SUPPLIED PASSAGE:
%%
NEAR smart contracts can yield execution, until an external service resumes them. In practice, the contract yields a cross-contract call to itself, until an external service executes a function and the contract decides to resume.

This is a powerful feature that allows contracts to wait for external events, such as a response from an oracle, before continuing execution (read our blog post!).

info

Contract can wait for 200 blocks - around 4 minutes - after which the yielded function will execute, receiving a "timeout error" as input


Yielding a Promise

Let's look at an example that takes a prompt from a user (e.g. "What is 2+2"), and yields the execution until an external service provides a response.

Creating a Yielded Promise

In the example above, we are creating a Promise to call the contract's function return_external_response.

Notice that we create the Promise using env::promise_yield_create in Rust or near.promise_create in Python (the Python SDK uses standard promises for yielding), which will create an identifier for the yielded promise in the YIELD_REGISTER.

Retrieving the Yielded Promise ID

We read the YIELD_REGISTER to retrieve the ID of our yielded promise. We store the yield_id and the user's prompt so the external service query them (the contract exposes has a function to list all requests).
%%
STORED ROWS:
%%
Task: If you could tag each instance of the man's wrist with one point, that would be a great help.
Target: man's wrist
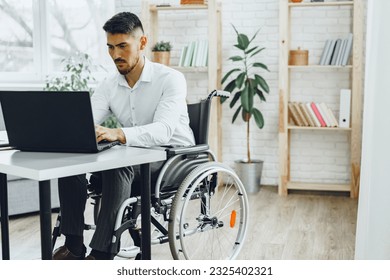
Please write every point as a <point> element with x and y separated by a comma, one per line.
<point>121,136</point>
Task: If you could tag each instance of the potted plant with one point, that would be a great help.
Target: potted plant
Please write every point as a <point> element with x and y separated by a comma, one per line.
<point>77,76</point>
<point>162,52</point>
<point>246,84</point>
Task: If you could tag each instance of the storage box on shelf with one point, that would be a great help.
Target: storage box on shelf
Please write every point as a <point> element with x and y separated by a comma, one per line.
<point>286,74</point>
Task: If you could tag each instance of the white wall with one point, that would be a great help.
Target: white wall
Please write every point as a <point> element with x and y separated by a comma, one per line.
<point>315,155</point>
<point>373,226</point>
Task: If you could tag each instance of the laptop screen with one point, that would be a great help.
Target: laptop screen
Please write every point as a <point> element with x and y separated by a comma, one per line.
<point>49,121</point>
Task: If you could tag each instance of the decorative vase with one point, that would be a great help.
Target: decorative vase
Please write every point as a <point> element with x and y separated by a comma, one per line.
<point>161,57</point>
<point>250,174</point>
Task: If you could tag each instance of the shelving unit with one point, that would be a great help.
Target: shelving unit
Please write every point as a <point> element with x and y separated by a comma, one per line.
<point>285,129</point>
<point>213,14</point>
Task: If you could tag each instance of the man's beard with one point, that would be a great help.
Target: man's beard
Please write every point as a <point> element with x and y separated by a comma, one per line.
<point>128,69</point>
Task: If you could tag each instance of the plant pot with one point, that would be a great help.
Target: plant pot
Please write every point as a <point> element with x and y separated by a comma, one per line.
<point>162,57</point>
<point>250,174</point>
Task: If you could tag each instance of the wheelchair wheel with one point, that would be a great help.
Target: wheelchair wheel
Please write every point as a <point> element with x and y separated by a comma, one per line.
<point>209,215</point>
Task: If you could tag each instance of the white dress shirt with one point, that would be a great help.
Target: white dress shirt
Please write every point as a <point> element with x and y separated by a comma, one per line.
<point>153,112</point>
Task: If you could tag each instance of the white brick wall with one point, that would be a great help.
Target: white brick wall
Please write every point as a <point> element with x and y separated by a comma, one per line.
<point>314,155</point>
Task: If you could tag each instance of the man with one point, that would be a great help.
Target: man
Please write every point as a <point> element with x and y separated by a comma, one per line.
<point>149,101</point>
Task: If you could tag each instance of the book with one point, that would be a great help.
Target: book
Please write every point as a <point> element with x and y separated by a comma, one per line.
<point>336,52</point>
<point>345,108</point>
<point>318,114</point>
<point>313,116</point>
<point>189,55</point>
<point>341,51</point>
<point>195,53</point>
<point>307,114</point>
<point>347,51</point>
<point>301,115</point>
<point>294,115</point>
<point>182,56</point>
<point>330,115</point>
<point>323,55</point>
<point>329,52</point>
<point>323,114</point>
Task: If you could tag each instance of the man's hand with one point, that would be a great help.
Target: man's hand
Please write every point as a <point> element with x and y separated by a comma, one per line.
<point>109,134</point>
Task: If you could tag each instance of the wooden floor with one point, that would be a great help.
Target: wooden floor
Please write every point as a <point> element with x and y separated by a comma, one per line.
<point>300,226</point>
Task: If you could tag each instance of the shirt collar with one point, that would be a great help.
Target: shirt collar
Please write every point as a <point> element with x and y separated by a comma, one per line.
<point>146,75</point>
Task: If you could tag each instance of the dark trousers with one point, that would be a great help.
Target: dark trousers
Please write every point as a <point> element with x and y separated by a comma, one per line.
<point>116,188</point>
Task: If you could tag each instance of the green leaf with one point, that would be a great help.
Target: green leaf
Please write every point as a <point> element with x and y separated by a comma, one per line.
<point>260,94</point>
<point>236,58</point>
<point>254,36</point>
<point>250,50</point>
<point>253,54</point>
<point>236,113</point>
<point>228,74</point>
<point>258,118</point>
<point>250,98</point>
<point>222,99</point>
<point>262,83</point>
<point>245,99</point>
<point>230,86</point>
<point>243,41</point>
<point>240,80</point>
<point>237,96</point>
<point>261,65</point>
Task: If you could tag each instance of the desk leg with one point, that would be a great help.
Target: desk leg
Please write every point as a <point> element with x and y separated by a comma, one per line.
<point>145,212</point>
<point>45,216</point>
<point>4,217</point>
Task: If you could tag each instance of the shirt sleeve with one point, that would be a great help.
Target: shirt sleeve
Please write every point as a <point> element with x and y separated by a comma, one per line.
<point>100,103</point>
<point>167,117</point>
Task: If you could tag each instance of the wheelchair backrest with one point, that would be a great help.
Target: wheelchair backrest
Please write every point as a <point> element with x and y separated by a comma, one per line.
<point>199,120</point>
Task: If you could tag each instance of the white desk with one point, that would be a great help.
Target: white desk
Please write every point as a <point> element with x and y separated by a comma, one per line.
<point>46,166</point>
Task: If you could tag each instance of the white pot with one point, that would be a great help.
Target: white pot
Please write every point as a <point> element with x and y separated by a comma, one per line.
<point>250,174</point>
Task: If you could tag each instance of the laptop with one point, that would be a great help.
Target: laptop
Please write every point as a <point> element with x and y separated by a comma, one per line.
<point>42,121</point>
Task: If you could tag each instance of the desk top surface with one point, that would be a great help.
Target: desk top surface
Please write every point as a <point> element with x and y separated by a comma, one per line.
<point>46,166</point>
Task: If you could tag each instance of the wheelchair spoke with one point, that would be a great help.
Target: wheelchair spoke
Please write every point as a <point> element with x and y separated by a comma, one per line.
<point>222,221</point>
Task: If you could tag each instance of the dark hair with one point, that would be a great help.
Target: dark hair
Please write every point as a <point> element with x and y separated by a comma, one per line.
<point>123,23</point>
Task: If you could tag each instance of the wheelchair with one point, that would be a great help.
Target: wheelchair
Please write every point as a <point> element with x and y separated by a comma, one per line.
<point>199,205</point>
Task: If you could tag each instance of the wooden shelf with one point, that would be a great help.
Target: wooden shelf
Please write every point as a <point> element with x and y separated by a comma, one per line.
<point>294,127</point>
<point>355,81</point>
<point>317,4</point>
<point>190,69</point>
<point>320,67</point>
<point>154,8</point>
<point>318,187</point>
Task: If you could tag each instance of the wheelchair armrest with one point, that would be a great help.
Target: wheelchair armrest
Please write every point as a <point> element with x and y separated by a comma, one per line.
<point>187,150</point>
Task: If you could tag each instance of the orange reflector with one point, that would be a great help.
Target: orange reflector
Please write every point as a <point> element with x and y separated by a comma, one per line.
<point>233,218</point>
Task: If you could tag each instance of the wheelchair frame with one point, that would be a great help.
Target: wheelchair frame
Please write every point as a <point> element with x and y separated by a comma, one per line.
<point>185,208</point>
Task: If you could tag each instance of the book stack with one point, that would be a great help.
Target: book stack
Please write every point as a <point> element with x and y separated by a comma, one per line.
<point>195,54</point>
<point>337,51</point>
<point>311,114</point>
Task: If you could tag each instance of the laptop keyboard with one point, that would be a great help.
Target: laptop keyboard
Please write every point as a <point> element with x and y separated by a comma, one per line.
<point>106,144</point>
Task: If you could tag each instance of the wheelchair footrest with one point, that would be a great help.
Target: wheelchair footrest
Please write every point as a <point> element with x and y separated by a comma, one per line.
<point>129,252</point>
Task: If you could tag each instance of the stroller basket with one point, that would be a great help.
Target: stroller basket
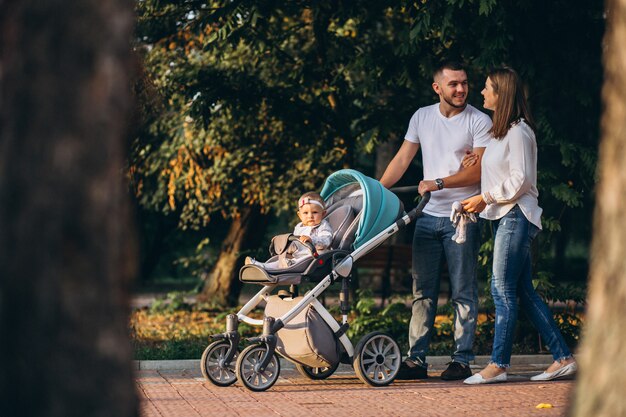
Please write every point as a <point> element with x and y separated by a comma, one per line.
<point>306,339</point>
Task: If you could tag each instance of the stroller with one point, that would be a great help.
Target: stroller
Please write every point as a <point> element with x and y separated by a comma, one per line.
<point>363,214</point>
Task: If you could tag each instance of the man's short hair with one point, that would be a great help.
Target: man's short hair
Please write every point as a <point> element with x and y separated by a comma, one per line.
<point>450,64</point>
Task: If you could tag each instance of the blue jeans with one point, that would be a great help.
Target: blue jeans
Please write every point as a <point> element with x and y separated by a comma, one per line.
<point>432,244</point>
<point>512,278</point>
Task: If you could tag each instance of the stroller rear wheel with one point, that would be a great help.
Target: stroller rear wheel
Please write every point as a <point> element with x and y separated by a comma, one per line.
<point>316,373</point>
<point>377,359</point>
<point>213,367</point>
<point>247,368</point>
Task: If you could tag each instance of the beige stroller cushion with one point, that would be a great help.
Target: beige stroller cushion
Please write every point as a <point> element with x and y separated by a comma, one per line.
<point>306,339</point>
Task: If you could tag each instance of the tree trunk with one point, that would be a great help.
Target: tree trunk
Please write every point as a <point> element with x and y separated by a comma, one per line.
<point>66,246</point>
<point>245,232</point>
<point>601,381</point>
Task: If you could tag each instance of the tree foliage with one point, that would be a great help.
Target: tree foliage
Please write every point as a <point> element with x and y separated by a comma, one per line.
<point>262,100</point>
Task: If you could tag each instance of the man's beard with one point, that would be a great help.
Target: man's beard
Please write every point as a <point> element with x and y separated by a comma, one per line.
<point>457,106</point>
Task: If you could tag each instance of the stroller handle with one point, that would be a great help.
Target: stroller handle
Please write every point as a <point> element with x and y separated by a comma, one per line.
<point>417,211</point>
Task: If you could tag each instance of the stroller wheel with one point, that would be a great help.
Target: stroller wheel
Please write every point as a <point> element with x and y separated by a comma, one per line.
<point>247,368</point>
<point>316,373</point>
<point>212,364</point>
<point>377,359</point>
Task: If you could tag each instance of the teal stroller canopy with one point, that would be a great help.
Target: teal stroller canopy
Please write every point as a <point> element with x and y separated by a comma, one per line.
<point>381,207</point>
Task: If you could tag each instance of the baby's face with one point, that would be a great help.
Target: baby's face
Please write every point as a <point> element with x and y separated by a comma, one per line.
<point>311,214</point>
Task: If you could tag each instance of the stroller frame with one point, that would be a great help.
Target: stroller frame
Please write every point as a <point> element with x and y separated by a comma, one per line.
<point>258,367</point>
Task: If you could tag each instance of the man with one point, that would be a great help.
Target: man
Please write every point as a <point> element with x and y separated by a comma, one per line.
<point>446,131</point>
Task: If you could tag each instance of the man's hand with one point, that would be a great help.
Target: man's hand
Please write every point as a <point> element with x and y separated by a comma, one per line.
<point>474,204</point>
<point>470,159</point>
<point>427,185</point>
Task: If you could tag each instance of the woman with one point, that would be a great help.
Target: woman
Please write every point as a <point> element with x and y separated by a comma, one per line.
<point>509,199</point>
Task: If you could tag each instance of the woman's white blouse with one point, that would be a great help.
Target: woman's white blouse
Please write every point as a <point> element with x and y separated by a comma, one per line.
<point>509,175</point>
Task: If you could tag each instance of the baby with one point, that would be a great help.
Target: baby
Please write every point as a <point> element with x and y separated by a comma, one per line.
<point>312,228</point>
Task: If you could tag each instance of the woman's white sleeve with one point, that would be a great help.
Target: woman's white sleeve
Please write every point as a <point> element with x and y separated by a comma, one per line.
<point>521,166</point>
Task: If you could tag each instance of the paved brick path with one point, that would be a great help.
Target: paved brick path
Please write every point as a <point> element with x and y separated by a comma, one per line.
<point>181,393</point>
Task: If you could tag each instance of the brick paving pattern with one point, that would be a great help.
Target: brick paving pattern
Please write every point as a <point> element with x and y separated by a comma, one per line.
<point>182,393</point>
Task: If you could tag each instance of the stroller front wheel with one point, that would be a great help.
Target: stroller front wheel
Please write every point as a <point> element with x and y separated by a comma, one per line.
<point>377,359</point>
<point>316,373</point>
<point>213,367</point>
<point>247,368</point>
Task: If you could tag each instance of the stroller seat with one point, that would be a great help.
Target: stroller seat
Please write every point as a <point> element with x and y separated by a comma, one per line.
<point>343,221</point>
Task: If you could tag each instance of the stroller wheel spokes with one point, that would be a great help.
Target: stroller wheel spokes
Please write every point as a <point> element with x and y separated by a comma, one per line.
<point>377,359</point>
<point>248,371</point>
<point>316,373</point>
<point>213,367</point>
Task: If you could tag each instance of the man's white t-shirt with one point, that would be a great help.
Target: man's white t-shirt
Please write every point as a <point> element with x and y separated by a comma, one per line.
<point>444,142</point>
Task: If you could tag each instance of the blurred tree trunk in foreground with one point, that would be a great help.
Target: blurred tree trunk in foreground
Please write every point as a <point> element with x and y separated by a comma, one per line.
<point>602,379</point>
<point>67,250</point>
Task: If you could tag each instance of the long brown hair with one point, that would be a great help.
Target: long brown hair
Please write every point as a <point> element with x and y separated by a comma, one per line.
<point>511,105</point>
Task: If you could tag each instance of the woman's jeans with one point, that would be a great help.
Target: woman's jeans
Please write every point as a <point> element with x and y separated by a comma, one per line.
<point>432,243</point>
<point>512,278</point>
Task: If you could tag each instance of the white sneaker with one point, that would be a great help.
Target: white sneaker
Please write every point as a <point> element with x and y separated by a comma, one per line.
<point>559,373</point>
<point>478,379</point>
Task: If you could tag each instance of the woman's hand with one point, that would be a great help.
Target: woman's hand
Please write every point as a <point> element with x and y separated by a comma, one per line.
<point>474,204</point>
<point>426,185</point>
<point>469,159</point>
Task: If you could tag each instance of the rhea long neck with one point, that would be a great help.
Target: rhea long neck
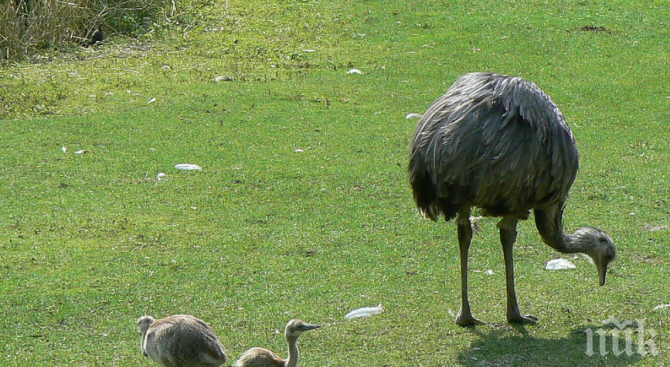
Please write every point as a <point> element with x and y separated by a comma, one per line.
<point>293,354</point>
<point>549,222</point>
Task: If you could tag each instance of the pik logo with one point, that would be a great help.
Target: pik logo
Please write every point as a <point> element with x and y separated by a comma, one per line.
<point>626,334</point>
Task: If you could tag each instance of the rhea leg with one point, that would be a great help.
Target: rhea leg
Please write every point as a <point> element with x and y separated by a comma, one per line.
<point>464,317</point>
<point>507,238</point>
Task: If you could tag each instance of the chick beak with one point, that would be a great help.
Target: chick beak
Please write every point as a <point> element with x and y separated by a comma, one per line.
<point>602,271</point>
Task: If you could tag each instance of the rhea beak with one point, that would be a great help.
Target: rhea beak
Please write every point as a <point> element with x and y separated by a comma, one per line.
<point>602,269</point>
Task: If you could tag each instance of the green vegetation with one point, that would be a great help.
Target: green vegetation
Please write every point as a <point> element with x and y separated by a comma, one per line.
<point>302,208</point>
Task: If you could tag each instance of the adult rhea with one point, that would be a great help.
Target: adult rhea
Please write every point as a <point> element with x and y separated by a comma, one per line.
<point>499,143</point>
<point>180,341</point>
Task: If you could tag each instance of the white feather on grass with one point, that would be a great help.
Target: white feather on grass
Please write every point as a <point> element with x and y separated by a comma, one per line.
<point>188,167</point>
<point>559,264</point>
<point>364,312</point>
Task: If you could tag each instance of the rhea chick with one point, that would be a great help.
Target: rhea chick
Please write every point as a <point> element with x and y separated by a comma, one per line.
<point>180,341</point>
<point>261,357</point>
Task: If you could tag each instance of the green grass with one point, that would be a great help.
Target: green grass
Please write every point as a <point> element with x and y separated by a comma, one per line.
%%
WORK INSTRUCTIONS: Reproduce, word for word, the part of the passage on yielding in NEAR smart contracts that opens with the words containing "This is a powerful" and closes with "our blog post!).".

SOLUTION TO THIS TASK:
This is a powerful feature that allows contracts to wait for external events, such as a response from an oracle, before continuing execution (read our blog post!).